* PROBLEM A *
According to the text about George Masa, in what year did he come to Asheville?
* PROBLEM B *
Summarize the text about George Masa in two sentences.
* PROBLEM C *
Write out the passage of the text about George Masa starting with "An avid hiker, he" and going on through "a swift gait.".

Gmasa museumeorge Masa, born as Masahara Izuka in 1881, was pursuing a career in engineering at Meige University when a Methodist missionary converted him to Christianity and introduced him to the United States. The twenty-year-old youth stole passage on a ship and registered as George Masa at the University of California, where he majored in mining engineering. He worked in Colorado as an engineer and in 1915 came to Asheville as an employee of Grove Park Inn. There he fell in love with the mountains and developed a passionate interest in photography.

An avid hiker, he was also a perfectionist who would hike for twenty miles to remote spots and wait for hours for the perfect photo. Consummate engineer that he was, he mapped hundreds of uncleared trails in the Southern Appalachian Mountains with a contraption he'd built to measure distance. Removing the seat and back wheel from a bicycle, he attached an odometer to the front wheel which he pushed ahead as he walked, a bandana around his head to catch the perspiration, for he walked at a swift gait.

Masa was taking pictures for an article by Horace Kephart in "National Geographic" when Frank Cook invited him to Highlands in 1929. It cost Cook more than he had anticipated, for Masa stayed two weeks, refusing to take a picture unless the light was exactly right. He photographed 97 scenes of Highlands and its surroundings. Some of these he incorporated into "Land of the Sky," a promotional booklet published in 1930.

* DATA SHOWN *
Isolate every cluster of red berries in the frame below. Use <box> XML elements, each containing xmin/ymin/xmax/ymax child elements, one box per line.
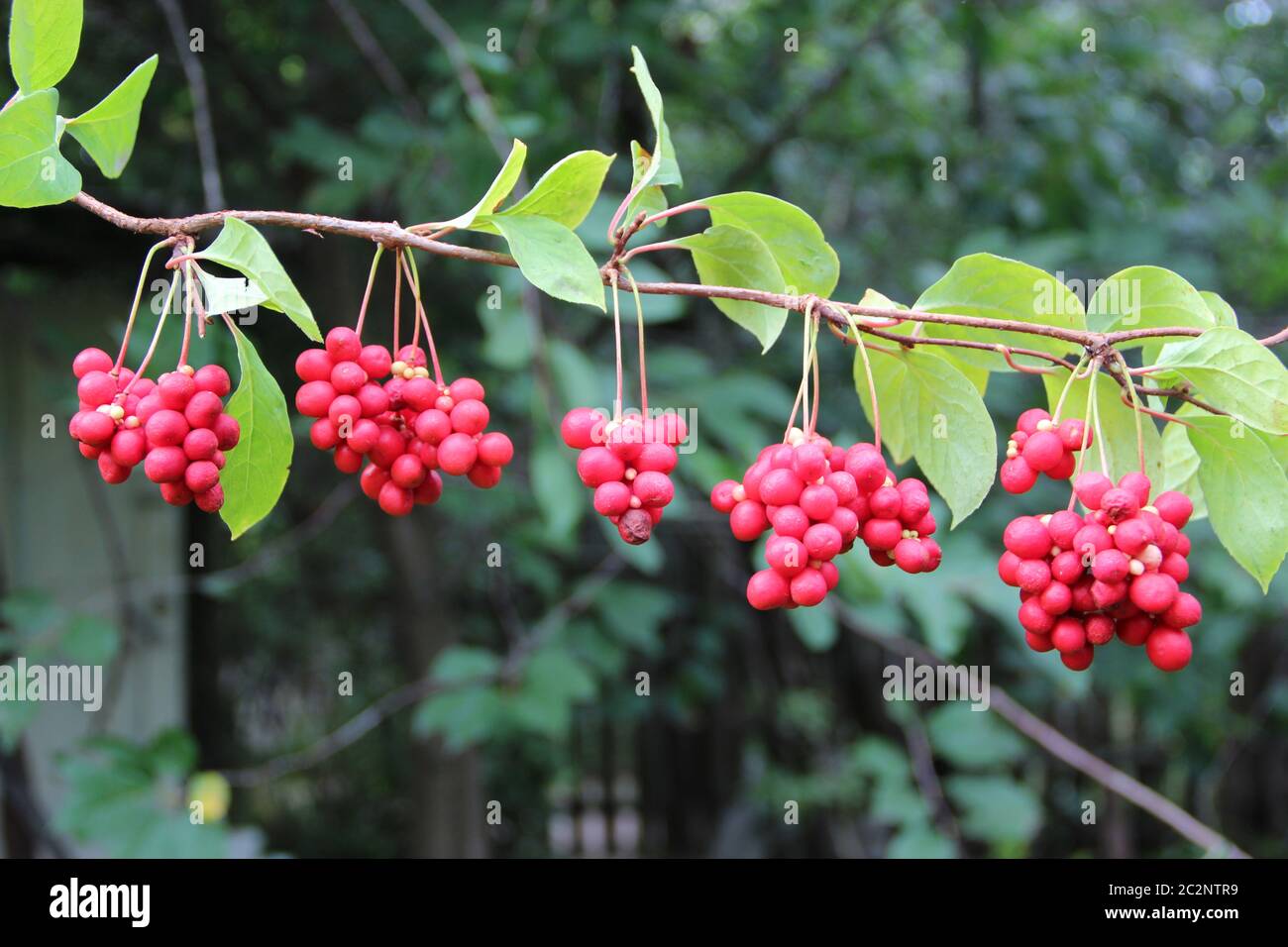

* FULL OUTPUT A *
1915

* FULL OUTPUT B *
George Masa, born Masahara Izuka in 1881, came to the United States, studied mining engineering at the University of California, and in 1915 arrived in Asheville to work for Grove Park Inn, where he became passionate about photography. A perfectionist hiker, he mapped hundreds of trails with a bicycle-wheel odometer he built, and in 1929, at Frank Cook's invitation, he photographed 97 scenes of Highlands, some of which appeared in the 1930 promotional booklet "Land of the Sky."

* FULL OUTPUT C *
An avid hiker, he was also a perfectionist who would hike for twenty miles to remote spots and wait for hours for the perfect photo. Consummate engineer that he was, he mapped hundreds of uncleared trails in the Southern Appalachian Mountains with a contraption he'd built to measure distance. Removing the seat and back wheel from a bicycle, he attached an odometer to the front wheel which he pushed ahead as he walked, a bandana around his head to catch the perspiration, for he walked at a swift gait.